WHAT IS REQUIRED: Can you lay out every line of the items below as a Markdown table with the columns Row and Line, numbering the rows and skipping blank lines? Leave the pictures out of the table.
◇ ◇ ◇
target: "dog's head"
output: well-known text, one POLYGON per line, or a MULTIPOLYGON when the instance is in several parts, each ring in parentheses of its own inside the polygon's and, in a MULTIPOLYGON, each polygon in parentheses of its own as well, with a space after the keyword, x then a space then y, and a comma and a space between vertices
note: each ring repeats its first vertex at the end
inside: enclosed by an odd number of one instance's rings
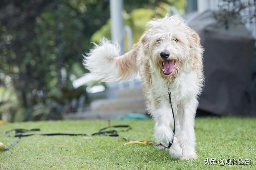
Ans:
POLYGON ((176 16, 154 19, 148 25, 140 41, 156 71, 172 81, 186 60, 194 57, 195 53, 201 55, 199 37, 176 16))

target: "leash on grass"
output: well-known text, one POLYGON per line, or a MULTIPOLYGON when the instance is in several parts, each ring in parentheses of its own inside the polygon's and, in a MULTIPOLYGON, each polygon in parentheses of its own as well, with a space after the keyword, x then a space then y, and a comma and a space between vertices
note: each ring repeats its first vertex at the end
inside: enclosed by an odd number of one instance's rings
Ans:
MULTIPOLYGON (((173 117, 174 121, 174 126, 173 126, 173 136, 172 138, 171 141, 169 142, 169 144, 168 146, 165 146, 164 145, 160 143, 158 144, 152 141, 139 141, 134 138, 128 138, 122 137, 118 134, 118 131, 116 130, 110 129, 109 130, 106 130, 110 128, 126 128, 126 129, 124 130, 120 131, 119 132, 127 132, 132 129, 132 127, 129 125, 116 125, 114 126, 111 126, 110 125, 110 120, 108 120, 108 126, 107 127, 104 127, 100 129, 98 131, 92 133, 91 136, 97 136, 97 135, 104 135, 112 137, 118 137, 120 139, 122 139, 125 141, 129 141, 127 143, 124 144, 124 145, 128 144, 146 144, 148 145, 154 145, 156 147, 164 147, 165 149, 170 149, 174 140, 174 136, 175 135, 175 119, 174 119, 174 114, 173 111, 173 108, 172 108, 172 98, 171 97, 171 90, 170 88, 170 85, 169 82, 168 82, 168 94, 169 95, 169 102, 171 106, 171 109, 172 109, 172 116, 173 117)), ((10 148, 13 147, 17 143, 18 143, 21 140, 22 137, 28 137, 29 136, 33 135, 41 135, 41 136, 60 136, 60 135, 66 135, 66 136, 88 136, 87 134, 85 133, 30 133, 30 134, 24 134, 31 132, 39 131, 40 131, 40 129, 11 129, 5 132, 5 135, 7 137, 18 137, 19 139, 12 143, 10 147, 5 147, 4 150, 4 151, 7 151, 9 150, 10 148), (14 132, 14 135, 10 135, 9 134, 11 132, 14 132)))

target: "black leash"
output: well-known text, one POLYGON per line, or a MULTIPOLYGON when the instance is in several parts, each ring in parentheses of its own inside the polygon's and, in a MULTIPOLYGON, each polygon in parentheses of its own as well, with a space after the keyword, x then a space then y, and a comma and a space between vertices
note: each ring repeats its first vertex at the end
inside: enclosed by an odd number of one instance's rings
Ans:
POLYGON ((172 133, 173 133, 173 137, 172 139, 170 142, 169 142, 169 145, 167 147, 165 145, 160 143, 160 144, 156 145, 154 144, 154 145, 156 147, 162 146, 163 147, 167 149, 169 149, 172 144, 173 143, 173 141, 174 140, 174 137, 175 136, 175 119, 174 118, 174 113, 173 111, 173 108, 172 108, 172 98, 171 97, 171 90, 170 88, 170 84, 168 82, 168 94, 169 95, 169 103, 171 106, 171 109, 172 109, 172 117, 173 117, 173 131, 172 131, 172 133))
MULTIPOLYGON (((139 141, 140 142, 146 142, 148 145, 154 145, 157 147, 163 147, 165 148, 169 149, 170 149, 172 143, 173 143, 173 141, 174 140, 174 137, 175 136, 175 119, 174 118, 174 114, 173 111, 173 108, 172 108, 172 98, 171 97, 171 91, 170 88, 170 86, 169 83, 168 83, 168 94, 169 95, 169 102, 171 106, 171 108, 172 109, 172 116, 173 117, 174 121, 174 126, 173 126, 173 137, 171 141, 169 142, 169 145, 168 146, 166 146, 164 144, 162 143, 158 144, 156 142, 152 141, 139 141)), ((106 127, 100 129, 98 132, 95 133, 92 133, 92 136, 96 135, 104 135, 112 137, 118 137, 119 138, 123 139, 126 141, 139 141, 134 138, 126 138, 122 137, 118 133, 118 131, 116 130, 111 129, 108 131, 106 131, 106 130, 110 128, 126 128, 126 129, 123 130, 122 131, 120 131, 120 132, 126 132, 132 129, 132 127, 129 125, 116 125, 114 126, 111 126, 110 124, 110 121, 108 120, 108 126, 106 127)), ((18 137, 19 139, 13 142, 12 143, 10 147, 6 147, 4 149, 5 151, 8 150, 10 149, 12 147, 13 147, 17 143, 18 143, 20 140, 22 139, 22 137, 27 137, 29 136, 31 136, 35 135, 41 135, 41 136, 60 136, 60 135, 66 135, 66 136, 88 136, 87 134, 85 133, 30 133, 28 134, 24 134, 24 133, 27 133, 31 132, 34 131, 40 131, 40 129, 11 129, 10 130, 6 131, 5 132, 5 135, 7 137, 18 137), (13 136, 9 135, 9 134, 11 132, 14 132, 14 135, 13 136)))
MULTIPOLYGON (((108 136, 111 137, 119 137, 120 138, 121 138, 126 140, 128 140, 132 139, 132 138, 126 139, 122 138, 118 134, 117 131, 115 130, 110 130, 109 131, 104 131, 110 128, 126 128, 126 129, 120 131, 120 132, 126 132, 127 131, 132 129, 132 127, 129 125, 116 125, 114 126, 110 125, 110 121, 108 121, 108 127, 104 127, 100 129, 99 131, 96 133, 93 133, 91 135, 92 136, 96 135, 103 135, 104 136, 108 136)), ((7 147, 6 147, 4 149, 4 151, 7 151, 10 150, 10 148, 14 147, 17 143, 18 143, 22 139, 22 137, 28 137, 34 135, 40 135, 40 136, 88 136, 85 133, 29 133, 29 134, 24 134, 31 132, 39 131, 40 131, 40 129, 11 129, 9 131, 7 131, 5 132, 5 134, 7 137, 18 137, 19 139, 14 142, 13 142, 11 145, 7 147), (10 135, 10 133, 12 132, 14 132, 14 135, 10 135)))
◇ ◇ ◇
COMPLETE OUTPUT:
| Row | Line |
|---|---|
| 1 | target: "dog's head" |
| 2 | output: well-known text, one POLYGON per line, or a MULTIPOLYGON when the instance is in several parts, each ring in parentheses of its own inside the polygon's and, in a MULTIPOLYGON, each polygon in parentheses of its own as well, with a space after the keyword, x then a space then y, and a comma and a space between vertices |
| 3 | note: each ring repeats its first vertex at the end |
| 4 | inside: enclosed by an odd number of one instance's rings |
| 5 | Ans: |
| 6 | POLYGON ((176 16, 154 19, 148 25, 140 41, 156 71, 172 81, 186 60, 194 57, 195 53, 201 55, 199 37, 176 16)) |
| 7 | target: "leash on grass" |
| 8 | output: well-known text, one POLYGON per line, or a MULTIPOLYGON when the instance is in several parts, each ring in parentheses of its own inside the polygon's and, in a MULTIPOLYGON, each polygon in parentheses of its own as well, with a space after the keyword, x then a space then y, and a comma and a space between vertices |
| 9 | note: each ring repeats its first vertex at the end |
| 10 | inside: enclosed by an odd number of one instance's rings |
| 11 | Ans: |
| 12 | MULTIPOLYGON (((173 117, 174 121, 174 126, 173 126, 173 136, 172 138, 171 141, 169 142, 169 144, 168 146, 165 146, 164 145, 160 143, 158 144, 152 141, 139 141, 134 138, 128 138, 122 137, 118 134, 118 131, 116 130, 110 129, 109 130, 106 130, 110 128, 126 128, 126 129, 124 130, 120 131, 119 132, 127 132, 132 129, 132 127, 129 125, 116 125, 114 126, 111 126, 110 125, 110 120, 108 120, 108 126, 107 127, 104 127, 100 129, 98 131, 92 133, 91 136, 97 136, 97 135, 104 135, 112 137, 118 137, 120 139, 122 139, 125 141, 129 141, 127 143, 124 144, 124 145, 128 144, 146 144, 148 145, 154 145, 156 147, 164 147, 165 149, 170 149, 174 140, 174 136, 175 135, 175 119, 174 119, 174 114, 173 111, 173 108, 172 108, 172 98, 171 97, 171 90, 170 88, 170 85, 169 82, 168 82, 168 94, 169 95, 169 102, 171 106, 171 109, 172 109, 172 116, 173 117)), ((10 148, 13 147, 17 143, 18 143, 21 140, 22 137, 28 137, 29 136, 33 135, 41 135, 41 136, 60 136, 60 135, 66 135, 66 136, 88 136, 87 134, 85 133, 30 133, 30 134, 24 134, 31 132, 39 131, 40 131, 40 129, 11 129, 5 132, 5 135, 7 137, 18 137, 19 139, 12 143, 10 147, 5 147, 4 150, 4 151, 7 151, 9 150, 10 148), (14 132, 14 135, 10 135, 9 134, 11 132, 14 132))) |
| 13 | target: "black leash" |
| 14 | output: well-known text, one POLYGON per line, or a MULTIPOLYGON when the instance is in several parts, each ring in parentheses of its own inside the polygon's and, in a MULTIPOLYGON, each polygon in parentheses of its own as well, with a space after the keyword, x then a space then y, and a comma and a space between vertices |
| 15 | note: each ring repeats its first vertex at the end |
| 16 | inside: enclosed by an odd number of one instance's rings |
| 17 | Ans: |
| 18 | POLYGON ((172 133, 173 133, 173 137, 172 139, 170 142, 169 142, 169 145, 167 147, 165 145, 160 143, 160 144, 156 145, 154 144, 154 145, 156 147, 162 146, 163 147, 167 149, 169 149, 172 144, 173 143, 173 141, 174 140, 174 137, 175 136, 175 119, 174 118, 174 113, 173 111, 173 108, 172 108, 172 98, 171 97, 171 90, 170 88, 170 84, 168 82, 168 94, 169 95, 169 103, 171 106, 171 109, 172 109, 172 117, 173 117, 173 131, 172 131, 172 133)) |
| 19 | MULTIPOLYGON (((139 141, 140 142, 146 142, 148 145, 154 145, 157 147, 163 147, 165 148, 169 149, 170 149, 172 143, 173 143, 173 141, 174 140, 174 137, 175 136, 175 119, 174 118, 174 114, 173 111, 173 108, 172 108, 172 98, 171 97, 171 91, 170 88, 170 86, 169 83, 168 83, 168 94, 169 95, 169 102, 171 106, 171 108, 172 109, 172 116, 173 117, 174 121, 174 126, 173 126, 173 137, 171 141, 169 142, 169 145, 168 146, 166 146, 164 144, 162 143, 158 144, 156 142, 152 141, 139 141)), ((106 127, 100 129, 98 132, 95 133, 92 133, 92 136, 96 135, 104 135, 112 137, 118 137, 119 138, 123 139, 126 141, 139 141, 134 138, 126 138, 122 137, 118 133, 118 131, 116 130, 111 129, 108 131, 106 131, 106 130, 110 128, 126 128, 126 129, 123 130, 122 131, 120 131, 120 132, 126 132, 132 129, 132 127, 129 125, 116 125, 114 126, 111 126, 110 124, 110 121, 108 120, 108 126, 106 127)), ((18 137, 19 139, 13 142, 12 143, 10 147, 6 147, 4 149, 5 151, 8 150, 10 149, 12 147, 13 147, 17 143, 18 143, 20 140, 22 139, 22 137, 27 137, 29 136, 31 136, 35 135, 41 135, 41 136, 60 136, 60 135, 66 135, 66 136, 88 136, 87 134, 85 133, 30 133, 28 134, 24 134, 24 133, 27 133, 31 132, 34 131, 40 131, 40 129, 11 129, 10 130, 6 131, 5 132, 5 135, 7 137, 18 137), (13 136, 9 135, 9 134, 11 132, 14 132, 14 135, 13 136))) |
| 20 | MULTIPOLYGON (((108 136, 111 137, 119 137, 120 138, 121 138, 126 140, 128 140, 132 139, 132 138, 126 139, 122 138, 118 134, 117 131, 115 130, 110 130, 109 131, 104 131, 110 128, 126 128, 126 129, 120 131, 120 132, 126 132, 127 131, 132 129, 132 127, 129 125, 116 125, 114 126, 110 125, 110 121, 108 121, 108 127, 104 127, 100 129, 99 131, 96 133, 93 133, 91 135, 92 136, 96 135, 103 135, 104 136, 108 136)), ((7 147, 6 147, 4 149, 4 151, 7 151, 10 150, 10 148, 14 147, 17 143, 18 143, 22 139, 22 137, 28 137, 34 135, 40 135, 40 136, 88 136, 85 133, 29 133, 29 134, 24 134, 31 132, 39 131, 40 131, 40 129, 11 129, 9 131, 7 131, 5 132, 5 134, 7 137, 18 137, 19 139, 14 142, 13 142, 11 145, 7 147), (10 135, 10 133, 12 132, 14 132, 14 135, 10 135))) |